--- Texto fornecido ---

• • •

A alma é, como nos demonstraram os ensinos
precedentes, uma emanação, uma partícula do Absoluto. Suas vidas têm por objetivo
a manifestação cada vez mais grandiosa do que nela há de divino, o aumento do
domínio que está destinado a exercer dentro e fora de si, por meio de seus
sentidos e energias latentes.
Pode-se alcançar esse resultado por processos
diferentes, pela Ciência ou pela meditação, pelo trabalho ou pelo exercício moral.
O melhor processo consiste em utilizar todos esses modos de aplicação, em
completá-los uns pelos outros; o mais eficaz, porém, de todos, é o exame
íntimo, a introspecção.
Acrescentemos o desapego das coisas materiais, a firme
vontade de melhorar a nossa união com Deus em espírito e verdade, e veremos que
toda religião verdadeira, toda filosofia profunda aí vai buscar sua origem e
nessas fórmulas se resume. O resto, doutrinas culturais, ritos e práticas não
são mais do que o vestuário externo que encobre, aos olhos das turbas, a alma
das religiões.
Victor Hugo escrevia no Post scriptum de ma vie:
“É dentro de nós que devemos olhar o exterior... Inclinando-nos sobre esse poço,
o nosso espírito, avistamos, a uma distância de abismo, em estreito círculo, o
mundo imenso.”
Dizia também Emerson: “A alma é superior ao que se
pode saber dela e mais sábia do que qualquer uma de suas obras”.
As profundezas da alma ligam-na à grande Alma
universal e eterna, de que ela é uma como vibração. Essa origem e essa participação
da natureza divina explicam as necessidades irresistíveis do Espírito em
evolução adiantada: necessidade de infinito, de justiça, de luz; necessidade de
sondar todos os mistérios, de estancar a sede nos mananciais vivos e
inexauríveis cuja existência ele pressente, mas que não consegue descobrir no plano
de suas vidas terrestres.
Daí provêm nossas mais altas aspirações, nosso desejo
de saber, jamais satisfeito, nosso sentimento do belo e do bem; daí os clarões
repentinos que iluminam de tempos em tempos as trevas da existência e os
pressentimentos, a previsão do futuro, relâmpagos fugitivos no abismo do tempo,
que luzem às vezes para certas inteligências.
Sob a superfície do “eu”, superfície agitada pelos
desejos, esperanças e temores, está o santuário que encerra a consciência integral,
calma, pacífica, serena, o princípio da sabedoria e da razão, de que a maior
parte dos homens só tem conhecimento por surdas impulsões ou vagos reflexos
entrevistos.

• • •

--- Dados apresentados ---
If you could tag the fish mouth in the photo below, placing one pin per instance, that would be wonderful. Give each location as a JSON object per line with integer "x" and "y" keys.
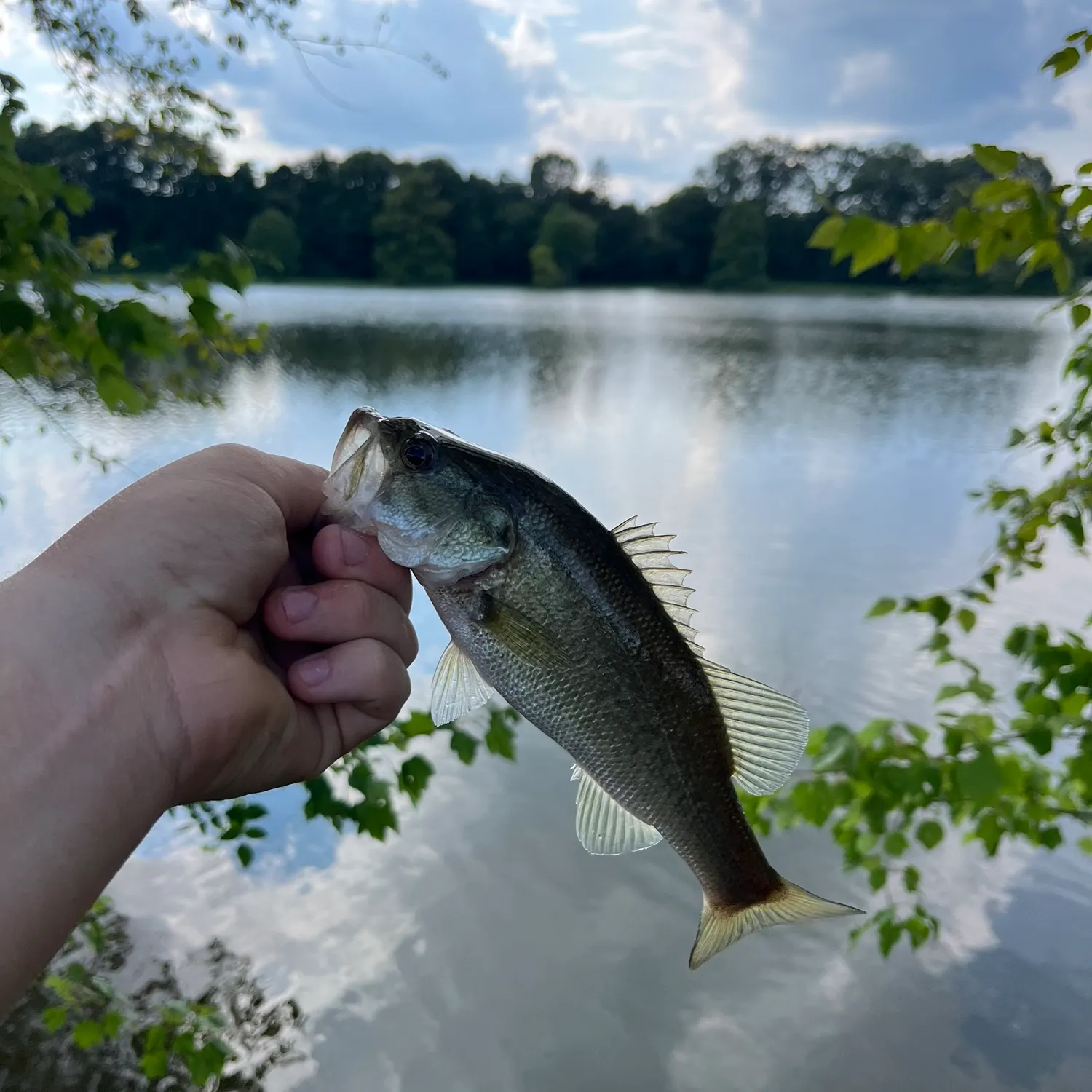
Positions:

• • •

--- Lista de tarefas ---
a) Responda às perguntas abaixo com base no texto sobre a alma.
(i) Qual é, segundo o texto, o mais eficaz de todos os processos?
(ii) Em que obra Victor Hugo escrevia a frase citada?
(iii) O que está sob a superfície do "eu"?
b) Escreva a sequência do texto sobre a alma, começando logo após a sua última frase.

--- Respostas às tarefas ---
a)
(i) O exame íntimo, a introspecção.
(ii) No Post scriptum de ma vie.
(iii) O santuário que encerra a consciência integral, calma, pacífica, serena, o princípio da sabedoria e da razão.

b)
Todo o segredo da felicidade, da perfeição, está na identificação,
na fusão em nós desses dois planos ou focos psíquicos; a causa de todos os
nossos males, de todas as nossas misérias morais está na sua oposição.
Na Crítica da Razão Pura, o grande filósofo
Emmanuel Kant demonstrou que a razão humana, isto é, a razão superficial de que
falamos, por si mesma nada podia perceber, nada provar do que respeita às
realidades do mundo transcendental, às origens da vida, ao espírito, à alma, a
Deus.
Dessa argumentação infere-se, lógica e
necessariamente, a consequência de que existe em nós um princípio, uma razão
mais profunda que, por meio da revelação interior, nos inicia nas verdades e
leis do mundo espiritual.
William James faz a mesma afirmação, nestes termos: “O
“eu” consciente faz um só com um “eu” maior, do qual lhe vem o resgate”.
E, mais adiante:
“Os prolongamentos do “eu” consciente dilatam-se muito além do mundo da
sensação e da razão, em certa região que se pode chamar mística ou
sobrenatural. Quando nossas tendências para o ideal têm sua origem nessa região
– é o caso da maior parte delas, porque somos possuídos por elas de maneira que
não podemos perceber – ali temos raízes mais profundas do que no mundo visível,
pois nossas mais altas aspirações são centro da nossa personalidade. Mas, esse mundo
invisível não é somente ideal, produz efeitos no mundo visível. Pela comunhão
com o invisível, o “eu” finito transforma-se; tornamo-nos homens novos e nossa regeneração,
modificando nosso proceder, repercute no mundo material. Como, pois, recusar o
nome de realidade ao que produz efeitos no seio de uma outra realidade? Com que
direito diriam os filósofos que não é real o mundo invisível?” (...)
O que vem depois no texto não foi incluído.